— Start of Extracted material —

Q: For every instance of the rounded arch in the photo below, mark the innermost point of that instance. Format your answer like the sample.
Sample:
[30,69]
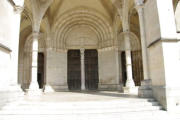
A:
[93,19]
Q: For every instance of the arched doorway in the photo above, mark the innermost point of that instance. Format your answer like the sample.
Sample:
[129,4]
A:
[74,70]
[91,70]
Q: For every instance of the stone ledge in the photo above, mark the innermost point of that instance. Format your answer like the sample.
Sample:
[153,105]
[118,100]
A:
[4,47]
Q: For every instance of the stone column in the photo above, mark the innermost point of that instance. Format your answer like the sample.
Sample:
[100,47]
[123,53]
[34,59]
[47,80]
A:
[82,70]
[129,82]
[14,87]
[34,84]
[146,86]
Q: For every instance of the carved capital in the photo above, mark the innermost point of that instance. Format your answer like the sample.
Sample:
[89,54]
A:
[18,9]
[35,34]
[82,51]
[139,2]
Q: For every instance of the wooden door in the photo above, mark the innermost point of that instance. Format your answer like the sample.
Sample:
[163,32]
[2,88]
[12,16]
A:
[91,69]
[74,70]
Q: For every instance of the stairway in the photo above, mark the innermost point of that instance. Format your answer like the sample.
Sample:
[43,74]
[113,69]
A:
[83,106]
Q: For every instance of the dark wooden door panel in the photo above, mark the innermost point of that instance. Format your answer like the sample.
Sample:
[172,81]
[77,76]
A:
[74,71]
[91,69]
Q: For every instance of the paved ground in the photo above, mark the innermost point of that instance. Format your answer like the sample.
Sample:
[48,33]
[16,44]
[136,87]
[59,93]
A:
[84,106]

— End of Extracted material —

Rewrite every item above as a numbered list with no blank lines, leaving out the picture.

1. Q: For every instance of the rounded arch in the photo below, mark the innermost point of that instance. Format your answer like the sample.
2. Sample:
3. [30,69]
4. A:
5. [93,19]
6. Q: For every instance of the arched doorway in the photo above, mark the innermost point of that instance. Format your answer like the sample.
7. Sample:
8. [129,4]
9. A:
10. [74,70]
11. [91,70]
12. Q: For every instance of the stone ledge in the photo above, mark the innermost point of that instance. Format your answer like the sample.
13. Sample:
14. [153,105]
15. [118,100]
16. A:
17. [4,47]
18. Q: For every instance of the stone column in the photo above, mark the innermost point of that instance. Format your answer like the sample.
19. Sample:
20. [100,47]
21. [123,53]
22. [34,59]
23. [47,80]
24. A:
25. [82,70]
26. [129,82]
27. [14,87]
28. [34,84]
29. [146,86]
30. Q: For every instance of the carved capital in the photo above, mark the innermost point of that instance. Format your answer like the sample.
31. Sample:
32. [89,54]
33. A:
34. [18,9]
35. [35,34]
36. [82,51]
37. [139,2]
38. Q: For every instance of the wooden door in the photo above, mark the innermost point of that instance. Format your answer like the sample.
39. Sample:
40. [163,32]
41. [2,88]
42. [12,16]
43. A:
44. [91,69]
45. [74,70]
46. Q: For every instance of the stairway in the photo above, mark the innermost point of that instance. Format your answer like the sample.
47. Sample:
48. [43,74]
49. [113,69]
50. A:
51. [83,106]
52. Q: For every instance of the dark wooden door panel in the photo above, mark the innermost point of that instance. Format your answer like the sample.
53. Sample:
54. [172,81]
55. [77,76]
56. A:
57. [74,71]
58. [91,69]
59. Q: For every instance of the paved ground in the photo above, mark the innermost point of that instance. Format your answer like the sample.
60. Sample:
61. [48,33]
62. [16,44]
63. [136,87]
64. [59,93]
65. A:
66. [84,106]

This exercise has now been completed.